PROBLEMS TO WORK ON
a – Answer these questions using the passage on model parameters and LLMs:
(i) How many parameters does it say GPT-4 Turbo has?
(ii) What name does it give to the exponential growth in model complexity with added dimensions?
(iii) What does it say an LLM takes as input, and what does it predict?
b – Carry on the passage on model parameters and LLMs from its last sentence.

QUOTED PASSAGE
== Segment start ==
GPT-3.5 has approximately 175 billion parameters
GPT-4 Turbo pushes this to 1.8 trillion parameters!

⚠️What's the problem with more parameters?

While more parameters give a model greater flexibility and learning capacity, they also come with major challenges:

Overfitting: With too many parameters, the model can "memorize" the training data instead of learning general patterns (already discussed in Module-2).
Increased computational cost: More parameters require more memory and longer training times.
Data requirements: The higher the number of parameters, the more data is needed to properly train the model.
Interpretability: As models grow more complex, understanding how they make decisions becomes increasingly difficult.

This exponential growth in model complexity with added dimensions is what we call the curse of dimensionality.
It's one of the central challenges when working with AI models — especially when trying to apply them in fields like sport science, where data may be limited or noisy.

Understanding this concept is crucial when choosing or designing models for physiological performance prediction, injury prevention, or workload optimization.

How does an LLM work?

Throughout this course, we've conceptualized models as services that take inputs (x) and produce outputs (y) by adjusting parameters to find the best fit. Large Language Models (LLMs) like ChatGPT work on exactly the same principle—but at an enormous scale.

Think of an LLM as a text prediction service. Just like our VO₂ model takes power input and predicts oxygen consumption, an LLM takes text input and predicts the next word that should come after it.
== Segment end ==
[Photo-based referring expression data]
== Segment start ==
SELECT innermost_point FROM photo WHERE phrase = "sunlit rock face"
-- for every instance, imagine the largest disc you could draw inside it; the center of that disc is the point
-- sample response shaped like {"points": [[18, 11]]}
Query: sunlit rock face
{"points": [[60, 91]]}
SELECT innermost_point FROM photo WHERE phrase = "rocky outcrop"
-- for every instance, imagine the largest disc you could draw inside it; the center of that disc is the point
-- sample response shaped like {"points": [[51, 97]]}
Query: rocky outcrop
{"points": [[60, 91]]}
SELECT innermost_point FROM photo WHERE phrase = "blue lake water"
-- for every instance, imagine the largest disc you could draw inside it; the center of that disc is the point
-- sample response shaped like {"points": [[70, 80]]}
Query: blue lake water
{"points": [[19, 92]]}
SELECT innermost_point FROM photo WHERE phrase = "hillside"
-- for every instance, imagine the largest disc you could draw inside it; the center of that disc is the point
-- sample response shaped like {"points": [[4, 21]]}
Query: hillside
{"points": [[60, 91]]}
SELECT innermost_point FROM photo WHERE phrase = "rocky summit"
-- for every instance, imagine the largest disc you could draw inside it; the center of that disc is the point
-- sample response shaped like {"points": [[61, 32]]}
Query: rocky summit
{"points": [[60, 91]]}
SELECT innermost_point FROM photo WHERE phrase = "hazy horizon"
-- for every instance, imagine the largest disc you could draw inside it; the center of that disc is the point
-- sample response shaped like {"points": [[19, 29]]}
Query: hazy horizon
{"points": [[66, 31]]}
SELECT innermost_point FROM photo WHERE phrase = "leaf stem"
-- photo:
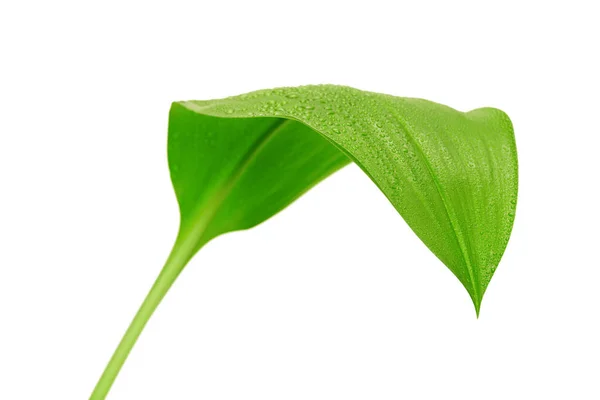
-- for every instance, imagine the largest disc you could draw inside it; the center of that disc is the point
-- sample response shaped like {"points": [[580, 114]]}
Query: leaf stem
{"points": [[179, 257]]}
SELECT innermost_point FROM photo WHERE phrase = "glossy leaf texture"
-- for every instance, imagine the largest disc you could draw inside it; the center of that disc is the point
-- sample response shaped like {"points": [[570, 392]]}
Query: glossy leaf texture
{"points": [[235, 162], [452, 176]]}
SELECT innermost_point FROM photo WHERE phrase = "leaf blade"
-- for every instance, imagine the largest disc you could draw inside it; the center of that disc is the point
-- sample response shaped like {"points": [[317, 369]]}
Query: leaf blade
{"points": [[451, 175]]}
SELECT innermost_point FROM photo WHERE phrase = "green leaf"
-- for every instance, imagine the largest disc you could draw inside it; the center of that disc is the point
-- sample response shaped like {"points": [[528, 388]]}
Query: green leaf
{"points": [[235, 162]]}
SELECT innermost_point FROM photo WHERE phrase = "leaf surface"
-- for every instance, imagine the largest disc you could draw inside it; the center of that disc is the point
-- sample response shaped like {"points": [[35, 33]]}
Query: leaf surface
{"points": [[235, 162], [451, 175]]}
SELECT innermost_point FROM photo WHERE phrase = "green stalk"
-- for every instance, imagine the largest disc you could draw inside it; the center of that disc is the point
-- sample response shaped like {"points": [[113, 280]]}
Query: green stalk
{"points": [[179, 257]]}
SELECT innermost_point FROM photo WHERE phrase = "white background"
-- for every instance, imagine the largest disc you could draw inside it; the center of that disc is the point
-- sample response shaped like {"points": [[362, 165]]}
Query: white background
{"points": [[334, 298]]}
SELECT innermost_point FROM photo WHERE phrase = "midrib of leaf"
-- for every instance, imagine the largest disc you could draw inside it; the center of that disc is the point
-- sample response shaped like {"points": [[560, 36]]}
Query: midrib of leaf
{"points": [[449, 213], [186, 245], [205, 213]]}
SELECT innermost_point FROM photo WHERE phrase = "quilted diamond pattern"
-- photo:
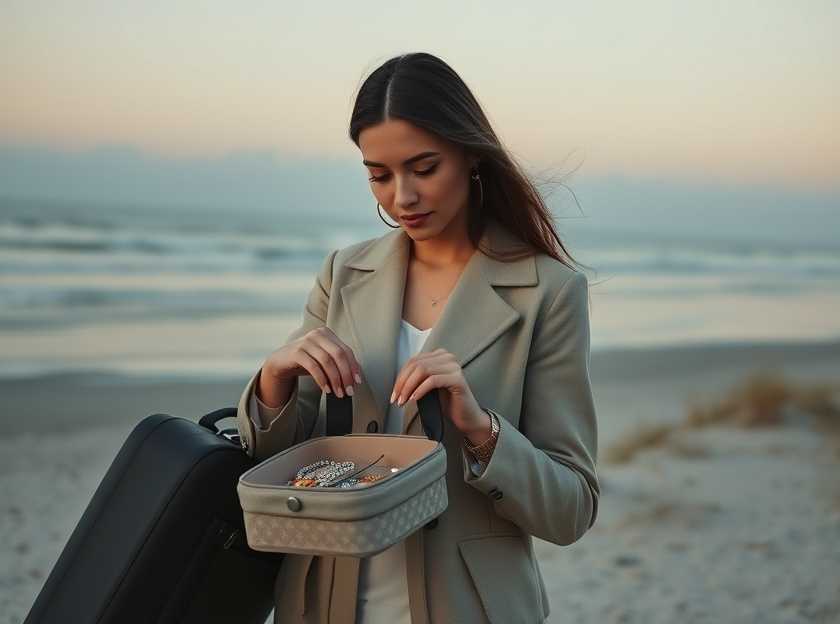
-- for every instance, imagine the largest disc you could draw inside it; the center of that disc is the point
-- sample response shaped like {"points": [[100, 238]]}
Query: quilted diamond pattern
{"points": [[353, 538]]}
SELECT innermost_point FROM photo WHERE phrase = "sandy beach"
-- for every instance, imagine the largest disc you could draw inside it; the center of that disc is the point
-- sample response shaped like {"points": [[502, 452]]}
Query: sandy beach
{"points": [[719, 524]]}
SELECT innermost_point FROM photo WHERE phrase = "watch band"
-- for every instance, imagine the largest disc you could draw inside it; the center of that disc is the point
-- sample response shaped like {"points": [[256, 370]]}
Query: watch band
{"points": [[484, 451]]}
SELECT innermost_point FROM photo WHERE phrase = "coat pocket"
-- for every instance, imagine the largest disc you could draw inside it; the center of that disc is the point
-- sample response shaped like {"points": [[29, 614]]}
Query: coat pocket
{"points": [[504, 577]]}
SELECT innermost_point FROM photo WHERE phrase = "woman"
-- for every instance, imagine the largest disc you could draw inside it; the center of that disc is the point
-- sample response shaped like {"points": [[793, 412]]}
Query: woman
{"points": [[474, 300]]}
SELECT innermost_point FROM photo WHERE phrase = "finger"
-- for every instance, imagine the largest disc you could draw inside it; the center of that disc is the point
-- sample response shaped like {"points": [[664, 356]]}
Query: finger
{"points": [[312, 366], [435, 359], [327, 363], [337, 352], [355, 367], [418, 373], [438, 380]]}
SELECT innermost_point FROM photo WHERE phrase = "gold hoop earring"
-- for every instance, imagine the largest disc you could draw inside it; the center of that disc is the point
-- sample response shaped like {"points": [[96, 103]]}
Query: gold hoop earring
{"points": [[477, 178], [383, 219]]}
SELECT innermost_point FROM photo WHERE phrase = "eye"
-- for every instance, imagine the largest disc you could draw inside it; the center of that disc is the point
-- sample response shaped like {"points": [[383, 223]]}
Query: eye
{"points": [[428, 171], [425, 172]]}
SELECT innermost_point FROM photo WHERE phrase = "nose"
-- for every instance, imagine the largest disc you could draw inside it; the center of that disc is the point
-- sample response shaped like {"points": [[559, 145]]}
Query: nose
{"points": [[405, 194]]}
== Segment end ==
WRITTEN RESPONSES
a –
(i) 1.8 trillion parameters.
(ii) The curse of dimensionality.
(iii) It takes text input and predicts the next word that should come after it.

b –
The Input (x): Instead of power measurements or heart rate data, the input is text—words converted into numbers that the model can process. Each word becomes a position in a high-dimensional mathematical space.

The Output (y): Rather than predicting VO₂ or lactate levels, the model predicts probabilities for each possible next word. "The weather is..." might have high probability for "sunny" or "cloudy," low probability for "bicycle."

The Parameters: Remember how our HR_max model had 2 parameters, and our chicken growth example had up to 5? An LLM like GPT-4 has 1.8 trillion parameters—all weights and biases like the neural network you manually trained earlier, but scaled up massively.

The Training Process: Just like we optimized RMSE in Module 2, LLMs are trained by showing them billions of text examples and adjusting those trillion parameters until the model gets better at predicting the next word. This is the same parameter estimation process we've used throughout—just with astronomical amounts of data.

Why it seems "intelligent": The model isn't actually understanding language the way humans do. Instead, through processing vast amounts of text, those trillion parameters have learned incredibly sophisticated statistical patterns about how words typically follow each other. It's pattern recognition at an unprecedented scale.

When you ask ChatGPT "What's the best training method for VO₂max improvement?", it's not consulting a physiology textbook. Instead, it's using its parameters to predict, word by word, what text would most likely follow your question based on the patterns it learned during training.

This is fundamentally the same modeling approach we've used for heart rate prediction, lactate clearance, and power-duration curves—just scaled up to handle the incredible complexity of human language. The core principle remains: input → parameters → output, with optimization driving the learning process.

Checkout

Well done, you were able to complete the fifth module of this course.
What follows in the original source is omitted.